* Passage
● ● ● ●
2. The method according to claim 1 , wherein a distance difference between an acquisition position of the target image and an acquisition position of the reference image is less than a set distance threshold; or an angle difference between an acquisition angle of the target image and an acquisition angle of the reference image is less than a set angle threshold; or a distance difference between an acquisition position of the target image and an acquisition position of the reference image is less than a set distance threshold and an angle difference between an acquisition angle of the target image and an acquisition angle of the reference image is less than a set angle threshold.
3. The method according to claim 1 , wherein extracting the target building feature of the target image and the reference building feature of the reference image associated with the target image, respectively, comprises:
extracting a target basis feature of the target image and a reference basis feature of the reference image associated with the target image, respectively; and
performing, at each of at least two set scales, feature extraction on the target basis feature and the reference basis feature, respectively, to obtain a target building feature and a reference building feature at each of the at least two scales.
● ● ● ●
* Excerpted records

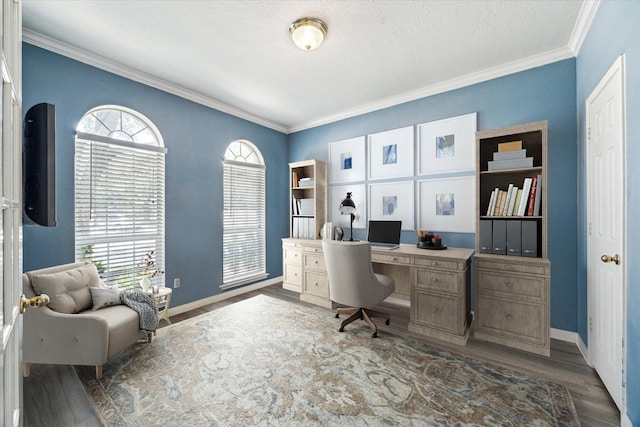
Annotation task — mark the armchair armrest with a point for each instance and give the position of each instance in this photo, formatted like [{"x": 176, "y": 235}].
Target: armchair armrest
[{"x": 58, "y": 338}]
● ● ● ●
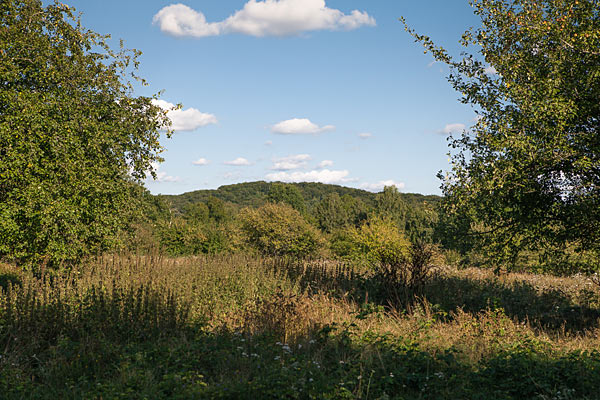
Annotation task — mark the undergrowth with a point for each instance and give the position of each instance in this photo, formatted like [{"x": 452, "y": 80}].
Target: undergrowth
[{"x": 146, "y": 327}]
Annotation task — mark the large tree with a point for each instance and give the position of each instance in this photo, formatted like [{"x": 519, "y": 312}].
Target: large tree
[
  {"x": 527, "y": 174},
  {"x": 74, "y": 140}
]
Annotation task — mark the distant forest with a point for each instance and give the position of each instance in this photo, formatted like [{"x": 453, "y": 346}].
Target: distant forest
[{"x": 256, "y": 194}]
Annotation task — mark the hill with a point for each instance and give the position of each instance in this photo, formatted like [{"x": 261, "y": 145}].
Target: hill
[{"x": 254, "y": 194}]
● ● ● ●
* To do
a – Condense the paragraph of the patent claims that begins "2. The method according to claim 1" into a short list, keeping its main facts.
b – Resume the patent claims, starting after their last sentence.

* Results of the tasks
a –
Claim 2 specifies that, in the method of claim 1, one of the following holds:
- The distance between the acquisition positions of the target image and the reference image is below a set distance threshold.
- The angle difference between the acquisition angles of the target image and the reference image is below a set angle threshold.
- Both of the above conditions hold.

b –
4. The method according to claim 3 , wherein determining, according to the target building feature and the reference building feature, the illegal building identification result of the target image comprises:
performing feature fusion on the target building feature and the reference building feature at each of the at least two scales; and
determining, according to feature fusion results at the at least two scales, the illegal building identification result of the target image.
5. The method according to claim 4 , wherein performing the feature fusion on the target building feature and the reference building feature at each of the at least two scales comprises:
calculating a difference between the target building feature and the reference building feature at each of the at least two scales, and taking the difference as a feature fusion result at the each of the at least two scales.
6. The method according to claim 3 , wherein extracting the target basis feature of the target image and the reference basis feature of the reference image associated with the target image, respectively, comprises:
extracting, based on a deep residual network, the target basis feature of the target image and the reference basis feature of the reference image associated with the target image, respectively.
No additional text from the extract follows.